(Passage shown)
Aussie lobsters cross the ditch

New Zealand’s rock lobster industry is worth more than $120 million a year. However, NIWA scientists have shown that we do not have full control over our “patch” because the parents of some of our young lobsters could live in Australia.

The two common New Zealand lobster species, the red rock lobster and packhorse lobster, are also found in Australia. Both species have larvae, called phyllosoma, which drift on the open ocean for 1–2 years, which means that they can be distributed widely by ocean currents.

“We used patterns of oceanic surface currents derived from satellite maps to work out the path that larvae hatched off the east coast of Australia would follow,” said NIWA scientist John Booth. “These showed that larvae from Australian lobsters could easily reach New Zealand.“

Despite this, studies of lobster DNA from both sides of the Tasman show that larvae from Australian packhorse lobsters do not make it across the Tasman, but larvae of red rock lobsters might, according to the latest newsletter from NIWA’s National Centre for Fisheries & Aquaculture.
(End Passage shown)
(Dataset)
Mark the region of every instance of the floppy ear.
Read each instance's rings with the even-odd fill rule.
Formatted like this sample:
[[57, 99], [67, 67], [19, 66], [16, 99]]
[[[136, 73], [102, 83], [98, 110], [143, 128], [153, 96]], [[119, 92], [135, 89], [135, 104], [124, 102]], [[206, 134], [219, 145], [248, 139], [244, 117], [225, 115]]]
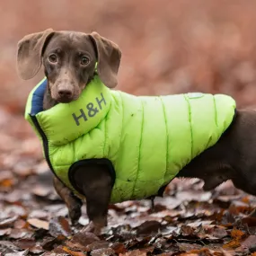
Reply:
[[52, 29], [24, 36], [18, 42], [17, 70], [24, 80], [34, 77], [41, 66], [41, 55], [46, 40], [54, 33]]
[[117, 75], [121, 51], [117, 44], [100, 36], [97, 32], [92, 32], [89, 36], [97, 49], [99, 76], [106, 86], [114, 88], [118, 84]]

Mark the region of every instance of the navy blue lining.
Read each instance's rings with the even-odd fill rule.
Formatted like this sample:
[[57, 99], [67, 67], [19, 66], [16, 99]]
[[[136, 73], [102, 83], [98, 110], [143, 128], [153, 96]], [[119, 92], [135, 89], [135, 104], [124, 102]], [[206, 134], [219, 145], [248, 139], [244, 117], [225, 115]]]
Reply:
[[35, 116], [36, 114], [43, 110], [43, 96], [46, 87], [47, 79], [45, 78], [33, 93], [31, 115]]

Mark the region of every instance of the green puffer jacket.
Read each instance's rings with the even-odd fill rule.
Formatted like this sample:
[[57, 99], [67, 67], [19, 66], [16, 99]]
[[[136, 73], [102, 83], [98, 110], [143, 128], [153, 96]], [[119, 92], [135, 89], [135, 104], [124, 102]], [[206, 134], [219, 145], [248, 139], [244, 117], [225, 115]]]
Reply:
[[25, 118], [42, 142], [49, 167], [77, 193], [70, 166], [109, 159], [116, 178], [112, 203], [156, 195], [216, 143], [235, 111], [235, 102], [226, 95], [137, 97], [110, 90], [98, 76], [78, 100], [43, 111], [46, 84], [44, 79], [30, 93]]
(End Dataset)
Exercise set:
1. Answer these questions from the lobster article, one per line:
(a) How much is New Zealand's rock lobster industry worth each year?
(b) How long do phyllosoma larvae drift on the open ocean?
(c) According to the DNA studies, larvae from which Australian lobster species do not make it across the Tasman?
2. Repeat, word for word, the stretch of the lobster article from "Aussie lobsters cross" through "by ocean currents.".

Results for the exercise:
1.
(a) More than $120 million a year.
(b) One to two years.
(c) The packhorse lobster.

2.
Aussie lobsters cross the ditch

New Zealand’s rock lobster industry is worth more than $120 million a year. However, NIWA scientists have shown that we do not have full control over our “patch” because the parents of some of our young lobsters could live in Australia.

The two common New Zealand lobster species, the red rock lobster and packhorse lobster, are also found in Australia. Both species have larvae, called phyllosoma, which drift on the open ocean for 1–2 years, which means that they can be distributed widely by ocean currents.